◆ **Problem statement**: Each line of the data should be transcribed exactly as given.

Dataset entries
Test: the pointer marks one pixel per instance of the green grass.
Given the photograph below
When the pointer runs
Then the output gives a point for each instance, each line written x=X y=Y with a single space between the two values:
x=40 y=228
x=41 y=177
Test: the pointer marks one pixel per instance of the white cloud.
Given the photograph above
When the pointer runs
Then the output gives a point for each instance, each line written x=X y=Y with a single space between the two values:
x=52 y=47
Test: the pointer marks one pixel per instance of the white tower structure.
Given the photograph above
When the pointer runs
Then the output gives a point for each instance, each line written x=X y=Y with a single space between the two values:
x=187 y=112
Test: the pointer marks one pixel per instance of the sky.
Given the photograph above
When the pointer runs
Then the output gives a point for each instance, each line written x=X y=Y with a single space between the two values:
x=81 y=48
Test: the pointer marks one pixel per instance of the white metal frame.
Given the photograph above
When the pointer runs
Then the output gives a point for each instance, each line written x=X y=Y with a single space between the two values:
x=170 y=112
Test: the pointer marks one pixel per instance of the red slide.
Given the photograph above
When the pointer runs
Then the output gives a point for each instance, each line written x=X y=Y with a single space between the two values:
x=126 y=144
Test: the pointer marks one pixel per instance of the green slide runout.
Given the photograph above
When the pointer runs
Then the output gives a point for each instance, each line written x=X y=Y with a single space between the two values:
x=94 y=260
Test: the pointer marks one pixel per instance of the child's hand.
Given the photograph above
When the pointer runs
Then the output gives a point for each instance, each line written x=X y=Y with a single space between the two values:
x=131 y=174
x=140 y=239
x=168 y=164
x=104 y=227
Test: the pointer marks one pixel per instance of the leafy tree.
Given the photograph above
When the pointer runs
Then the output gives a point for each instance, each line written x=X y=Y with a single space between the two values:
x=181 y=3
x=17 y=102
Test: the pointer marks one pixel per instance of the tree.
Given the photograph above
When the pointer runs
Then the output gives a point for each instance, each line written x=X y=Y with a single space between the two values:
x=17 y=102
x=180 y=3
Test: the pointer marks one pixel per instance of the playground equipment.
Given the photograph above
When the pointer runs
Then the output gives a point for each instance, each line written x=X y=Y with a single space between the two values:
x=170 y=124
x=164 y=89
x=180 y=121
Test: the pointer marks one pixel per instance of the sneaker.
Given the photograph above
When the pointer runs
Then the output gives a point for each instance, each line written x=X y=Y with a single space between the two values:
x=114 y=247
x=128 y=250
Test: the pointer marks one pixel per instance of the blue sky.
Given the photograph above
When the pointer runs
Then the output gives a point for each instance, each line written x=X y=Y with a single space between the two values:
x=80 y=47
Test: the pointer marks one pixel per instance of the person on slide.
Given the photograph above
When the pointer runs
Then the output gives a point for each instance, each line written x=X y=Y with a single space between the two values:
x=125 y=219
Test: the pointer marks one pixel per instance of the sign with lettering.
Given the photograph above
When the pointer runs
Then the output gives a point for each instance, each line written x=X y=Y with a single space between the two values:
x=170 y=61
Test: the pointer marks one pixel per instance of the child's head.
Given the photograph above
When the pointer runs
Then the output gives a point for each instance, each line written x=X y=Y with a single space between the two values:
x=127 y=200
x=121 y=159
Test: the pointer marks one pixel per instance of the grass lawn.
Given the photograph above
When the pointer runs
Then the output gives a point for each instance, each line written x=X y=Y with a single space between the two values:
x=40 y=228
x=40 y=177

◆ **Exercise result**:
Test: the pointer marks one pixel per instance of the green grass.
Given the photograph below
When the pointer runs
Then the output gives a point for each instance, each line written x=X y=Y with a single space between the two values:
x=40 y=228
x=41 y=177
Test: the pointer marks one pixel per instance of the white cloud.
Given the photograph above
When the pointer runs
Then the output gives a point for each instance, each line written x=X y=Y with a single space between the two values:
x=52 y=47
Test: the pointer marks one pixel per instance of the white tower structure.
Given the photograph above
When the pointer runs
Then the output gives a point for each instance, each line written x=X y=Y with a single space between the two values:
x=187 y=112
Test: the pointer marks one pixel per instance of the sky.
Given the photograph above
When the pointer runs
Then the output gives a point for each instance, each line written x=X y=Y with a single space between the two values:
x=81 y=48
Test: the pointer marks one pixel per instance of the white metal frame.
Given the photograph above
When the pointer runs
Then the output gives a point for each instance, each line written x=X y=Y with a single space between the two values:
x=170 y=112
Test: the pointer marks one pixel per instance of the red slide.
Given the photograph above
When the pointer runs
Then the output gives a point for each instance, each line written x=X y=Y with a single space between the two values:
x=126 y=144
Test: the pointer marks one pixel per instance of the green slide runout.
Given the photograph above
When the pointer runs
Then the output gives a point for each instance, each line written x=X y=Y with a single space between the two values:
x=94 y=260
Test: the pointer marks one pixel per instance of the child's hand.
Given the photograph above
When the pointer runs
Then the output gives a point for each instance, each line written x=X y=Y with a single space between the two values:
x=131 y=174
x=140 y=239
x=168 y=164
x=104 y=227
Test: the pointer marks one pixel per instance of the leafy tree.
Given the photograph above
When the pointer runs
Then the output gives a point for each instance, each line written x=X y=Y with a single space between the two values:
x=181 y=3
x=17 y=102
Test: the pointer marks one pixel per instance of the tree.
Given the photograph above
When the pointer runs
Then the output gives a point for each instance, each line written x=X y=Y with a single space between the two values:
x=17 y=102
x=180 y=3
Test: the pointer marks one pixel per instance of the playground equipment.
Given the photograph above
When the pointer runs
Then the output gives a point for each instance, each line written x=X y=Y with a single space between the two values:
x=170 y=124
x=164 y=89
x=180 y=121
Test: the pointer marks one pixel per instance of the sneaker.
Given the photograph above
When the pointer runs
Then the output gives a point for each instance, each line written x=X y=Y with a single space between the two values:
x=114 y=247
x=128 y=250
Test: the pointer marks one pixel per instance of the blue sky.
Given the photograph above
When the pointer runs
Then the output gives a point for each instance, each line written x=X y=Y with a single space between the two values:
x=80 y=47
Test: the pointer marks one pixel per instance of the person on slide.
Given the photograph above
When the pointer runs
Then the output gives a point for each instance, each line written x=X y=Y with a single space between the two values:
x=125 y=219
Test: the pointer marks one pixel per instance of the sign with lettering.
Given the photograph above
When the pointer runs
Then the output gives a point for each instance, each line written x=X y=Y with a single space between the two values:
x=170 y=61
Test: the pointer marks one pixel per instance of the child's head.
Given the photograph above
When the pointer runs
Then the output gives a point for each instance, each line written x=X y=Y with a single space between the two values:
x=127 y=200
x=121 y=159
Test: the pointer marks one pixel per instance of the grass lawn.
Given the photograph above
When the pointer runs
Then the output gives a point for each instance, each line written x=X y=Y with a single space between the two values:
x=40 y=228
x=40 y=177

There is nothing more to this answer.